- **EXTRACT PROVIDED**

Which brings me to compassion – or lack of it, as exposed in the health service Ombudsman's recent report. I, too, have observed that compassion can run short. But if nurses can't do compassion (not everyone can) surely they could manage efficiency and competence? Shudder if you enter a ward advertising "team nursing". In my experience, this is a euphemism for no one in charge and everyone doing their own thing as and when they choose.

Relying on a sense of personal responsibility and everyone treating everyone else as adults is all very well, but unfortunately not everyone deserves that trust – including nurses, or rather the multiple specialists who now staff hospital wards. Someone needs to be in charge: to make sure everyone on the rota has turned up, that nurses' conversation doesn't keep patients awake at night, that monitors and drips etc are checked like clockwork, and that vanishing into side-rooms for a chat or an extended break is noted.

This unfashionable concept is called supervision, and it is achieved not by managers in offices, not by wandering matrons conducting spot checks, but through a hierarchy of responsibility on the actual ward. How, in other words, it used to be done.

- **ENTRIES SHOWN**
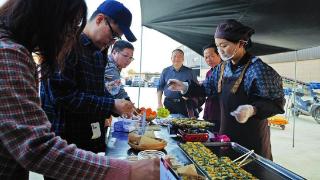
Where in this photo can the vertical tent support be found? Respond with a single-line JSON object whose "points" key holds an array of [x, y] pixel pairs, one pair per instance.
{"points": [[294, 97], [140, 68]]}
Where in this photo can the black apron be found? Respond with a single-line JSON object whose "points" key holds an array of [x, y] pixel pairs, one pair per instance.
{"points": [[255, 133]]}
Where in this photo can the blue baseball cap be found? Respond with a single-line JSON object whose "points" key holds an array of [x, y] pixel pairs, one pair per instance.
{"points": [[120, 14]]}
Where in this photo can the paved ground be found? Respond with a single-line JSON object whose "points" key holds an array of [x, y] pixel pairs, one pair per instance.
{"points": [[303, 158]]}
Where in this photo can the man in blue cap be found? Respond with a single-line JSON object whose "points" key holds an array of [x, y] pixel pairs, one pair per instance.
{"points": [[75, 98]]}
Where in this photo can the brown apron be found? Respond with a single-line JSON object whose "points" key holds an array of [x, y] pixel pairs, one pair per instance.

...

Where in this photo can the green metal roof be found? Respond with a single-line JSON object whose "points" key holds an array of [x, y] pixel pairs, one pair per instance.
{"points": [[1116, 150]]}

==

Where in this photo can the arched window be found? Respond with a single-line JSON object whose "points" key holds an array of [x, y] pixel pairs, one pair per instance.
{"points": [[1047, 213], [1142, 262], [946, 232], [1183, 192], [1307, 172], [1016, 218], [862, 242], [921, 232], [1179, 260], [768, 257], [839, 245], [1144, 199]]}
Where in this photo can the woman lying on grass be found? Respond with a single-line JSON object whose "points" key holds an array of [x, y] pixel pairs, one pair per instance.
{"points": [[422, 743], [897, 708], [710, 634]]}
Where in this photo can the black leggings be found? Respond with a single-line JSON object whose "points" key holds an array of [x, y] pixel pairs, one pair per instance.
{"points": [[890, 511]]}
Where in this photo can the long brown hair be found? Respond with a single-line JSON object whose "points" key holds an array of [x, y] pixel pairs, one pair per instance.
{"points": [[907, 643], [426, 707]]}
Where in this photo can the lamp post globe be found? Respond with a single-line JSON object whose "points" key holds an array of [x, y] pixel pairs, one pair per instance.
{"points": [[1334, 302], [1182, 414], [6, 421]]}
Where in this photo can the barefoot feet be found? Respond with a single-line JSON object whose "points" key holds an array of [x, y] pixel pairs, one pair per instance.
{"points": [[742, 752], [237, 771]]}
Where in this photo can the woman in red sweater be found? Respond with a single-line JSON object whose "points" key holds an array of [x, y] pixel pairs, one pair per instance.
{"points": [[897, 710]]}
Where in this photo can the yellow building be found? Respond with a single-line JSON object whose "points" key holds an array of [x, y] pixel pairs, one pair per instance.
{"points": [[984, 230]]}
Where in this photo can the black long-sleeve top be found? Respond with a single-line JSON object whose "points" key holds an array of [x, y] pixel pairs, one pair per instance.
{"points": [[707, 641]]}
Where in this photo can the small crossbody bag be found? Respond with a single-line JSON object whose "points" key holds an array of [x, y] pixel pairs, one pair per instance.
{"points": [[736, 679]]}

- **YOUR INSTRUCTIONS**
Return the stretch of the text on ward nursing from "Relying on a" through "to be done.", copied word for word.

- **RESULT FOR THIS EXERCISE**
Relying on a sense of personal responsibility and everyone treating everyone else as adults is all very well, but unfortunately not everyone deserves that trust – including nurses, or rather the multiple specialists who now staff hospital wards. Someone needs to be in charge: to make sure everyone on the rota has turned up, that nurses' conversation doesn't keep patients awake at night, that monitors and drips etc are checked like clockwork, and that vanishing into side-rooms for a chat or an extended break is noted.

This unfashionable concept is called supervision, and it is achieved not by managers in offices, not by wandering matrons conducting spot checks, but through a hierarchy of responsibility on the actual ward. How, in other words, it used to be done.